#### Text ####

I spent all day today basking in the sun at a pool overlooking the beach and boardwalk at my dad's house. It was so nice. Just beautiful and peaceful. I started the new Lisa Scottoline book and just relaxed. I slept like a baby last night too. I was up every two hours with Lilyboo and unexplainable high numbers the night before so I was exhausted. Purely exhausted. I slept until almost 10 AM. I can't even tell you the last time I did that!
I was thinking a lot today about this blog. I was thinking that so much of the judgment and opinions I have experienced have come from my decision to be so public with my personal life. I have said in the past that I would stop writing about Matt, etc. The thing is, I get so many emails and so much support from people that read this that it made me want to write more. I guess I am learning the hard way that I shouldn't put so much out there if I don't want the backlash. You know what though? I am happy. I am at peace. I feel better than I ever have and that is HARD not to share. So I choose to share it and deal with other people's unhappiness because of it. I don't get how my love life has anything to do with others but oh well.
Here's the thing though...I feel like I am going through such a transition in my life. I am finding myself all over again. I have worked very hard in my short life to be a very positive and uplifting person. I have learned so much not only from being a mother but from being a mother of a type 1 diabetic. No one but my fellow D moms know what that takes out of you. No one really understands how lost you get in the shuffle of everyday life. The first few years of diagnosis, you are immersed in diabetes. I lost who I was very quickly in my marriage as well. So, although some people thought I was nuts for posting "The Session" and adding those pics...I felt it was so important to tell people how that made me feel to have those pictures taken...how special that made me feel...how I felt like a woman again and not a mother or pancreas. You don't realize how important that is to your psyche...your well being...until you are reminded.
This has been a time of discovery for me. I feel like people NEED to hear that life is good...that even when you are faced with really tough life happenings, it is still good. You can still CHOOSE to be a happy, honest, optimistic person. You do not have to become a depressed and miserable person. You can wake up every single day, whether your world is falling apart or not, and stare at your beautiful children and know in your heart that you are the luckiest person in the world...financial problems or not...marital problems or not...diabetes or not. I like to hold my head high and if I can help one other person who is going through similar things feel better and want to turn their world around...then I feel like I have made a difference somehow. I do not feel bad about what I choose to write. There is so much more to me and my relationships than this blog. I share my intimate thoughts but I don't share my every thought. And I am totally happy with who stares back at me from the mirror. That is such a blessing. I am happy with myself because I give my all to everything I do. I gave my all to my marriage. I give my all to my children. I have given my all to every friendship I have had...and that has failed miserably more times than not. I have given my all to my family as well and will continue to do so. I will not change who I am and I will back up every decision I have made.
I cannot tell you how thankful I am to those of you that have supported me through your kindness and words. It has been such an amazing thing to me in the hardest time of my life. This blog is my therapy and your support has restored my faith in people. I look forward to each and every day that I have with this life!!

####

■ **Questions**:
1. Translate this sentence from the blog post into Spanish: "I feel better than I ever have and that is HARD not to share."
2. According to the blog post, why did the writer continue writing about Matt after saying in the past that she would stop?

#### Extracted data ####

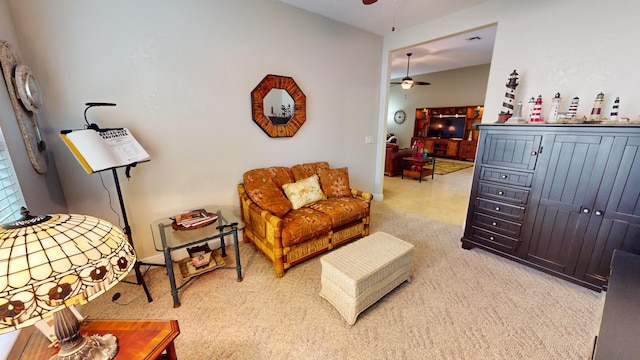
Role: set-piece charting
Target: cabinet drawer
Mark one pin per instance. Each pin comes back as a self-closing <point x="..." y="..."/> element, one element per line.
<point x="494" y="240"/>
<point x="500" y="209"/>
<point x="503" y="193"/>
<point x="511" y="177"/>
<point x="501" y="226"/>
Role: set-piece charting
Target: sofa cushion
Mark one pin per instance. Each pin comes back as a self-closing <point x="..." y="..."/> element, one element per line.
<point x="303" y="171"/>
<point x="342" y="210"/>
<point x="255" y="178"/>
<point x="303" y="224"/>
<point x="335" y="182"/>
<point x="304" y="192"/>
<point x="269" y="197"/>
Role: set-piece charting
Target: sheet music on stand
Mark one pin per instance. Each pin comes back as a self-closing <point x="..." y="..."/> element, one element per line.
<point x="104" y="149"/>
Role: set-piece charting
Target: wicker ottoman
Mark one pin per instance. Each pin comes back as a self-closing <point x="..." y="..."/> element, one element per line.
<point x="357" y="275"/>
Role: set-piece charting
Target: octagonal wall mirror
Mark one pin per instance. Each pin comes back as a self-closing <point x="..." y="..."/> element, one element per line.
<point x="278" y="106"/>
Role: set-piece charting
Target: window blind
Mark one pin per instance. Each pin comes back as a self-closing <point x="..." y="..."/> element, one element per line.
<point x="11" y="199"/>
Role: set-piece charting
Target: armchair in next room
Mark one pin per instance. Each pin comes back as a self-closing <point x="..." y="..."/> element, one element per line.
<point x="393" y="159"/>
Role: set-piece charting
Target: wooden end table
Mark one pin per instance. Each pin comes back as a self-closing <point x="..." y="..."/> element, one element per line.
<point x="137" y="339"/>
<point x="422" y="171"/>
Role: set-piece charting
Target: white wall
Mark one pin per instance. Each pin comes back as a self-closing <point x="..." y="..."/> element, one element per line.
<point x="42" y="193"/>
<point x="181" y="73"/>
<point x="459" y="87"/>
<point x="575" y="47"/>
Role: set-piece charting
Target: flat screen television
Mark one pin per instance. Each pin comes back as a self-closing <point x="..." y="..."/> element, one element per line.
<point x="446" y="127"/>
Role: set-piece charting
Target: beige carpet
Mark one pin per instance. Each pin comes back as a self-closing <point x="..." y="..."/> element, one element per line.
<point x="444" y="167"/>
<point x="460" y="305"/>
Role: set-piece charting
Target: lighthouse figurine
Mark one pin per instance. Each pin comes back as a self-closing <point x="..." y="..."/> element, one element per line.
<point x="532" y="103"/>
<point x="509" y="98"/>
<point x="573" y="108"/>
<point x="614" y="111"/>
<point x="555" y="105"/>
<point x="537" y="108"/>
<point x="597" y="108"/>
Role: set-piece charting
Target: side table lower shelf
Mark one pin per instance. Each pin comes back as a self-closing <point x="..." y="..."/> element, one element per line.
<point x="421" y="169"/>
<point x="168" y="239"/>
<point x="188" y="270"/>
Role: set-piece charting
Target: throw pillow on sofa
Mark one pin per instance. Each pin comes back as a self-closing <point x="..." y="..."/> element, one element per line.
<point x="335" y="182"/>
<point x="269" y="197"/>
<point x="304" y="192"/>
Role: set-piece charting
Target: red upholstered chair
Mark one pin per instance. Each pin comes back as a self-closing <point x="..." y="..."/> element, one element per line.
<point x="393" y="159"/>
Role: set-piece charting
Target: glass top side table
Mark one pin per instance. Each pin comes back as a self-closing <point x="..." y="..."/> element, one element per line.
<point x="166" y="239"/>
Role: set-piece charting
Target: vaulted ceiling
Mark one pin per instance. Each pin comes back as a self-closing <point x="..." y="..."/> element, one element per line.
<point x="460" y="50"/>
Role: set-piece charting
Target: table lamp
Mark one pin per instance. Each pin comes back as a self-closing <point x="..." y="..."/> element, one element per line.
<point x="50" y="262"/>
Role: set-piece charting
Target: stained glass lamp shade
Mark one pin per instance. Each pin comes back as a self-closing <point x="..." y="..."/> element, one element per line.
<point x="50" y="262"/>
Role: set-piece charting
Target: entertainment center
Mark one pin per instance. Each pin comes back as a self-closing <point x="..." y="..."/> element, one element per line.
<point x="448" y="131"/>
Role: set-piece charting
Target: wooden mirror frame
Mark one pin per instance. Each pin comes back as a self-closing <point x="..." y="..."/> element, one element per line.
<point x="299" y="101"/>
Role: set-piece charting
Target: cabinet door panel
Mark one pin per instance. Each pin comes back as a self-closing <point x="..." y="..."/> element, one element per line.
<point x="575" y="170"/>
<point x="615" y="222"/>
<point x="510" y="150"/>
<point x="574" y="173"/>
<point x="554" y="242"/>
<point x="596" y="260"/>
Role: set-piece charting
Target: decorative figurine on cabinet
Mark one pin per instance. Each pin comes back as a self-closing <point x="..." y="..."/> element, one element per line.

####

■ **Answers given**:
1. Me siento mejor que nunca y eso es DIFÍCIL de no compartir.

2. The writer gets so many emails and so much support from the people who read the blog that it made her want to write more.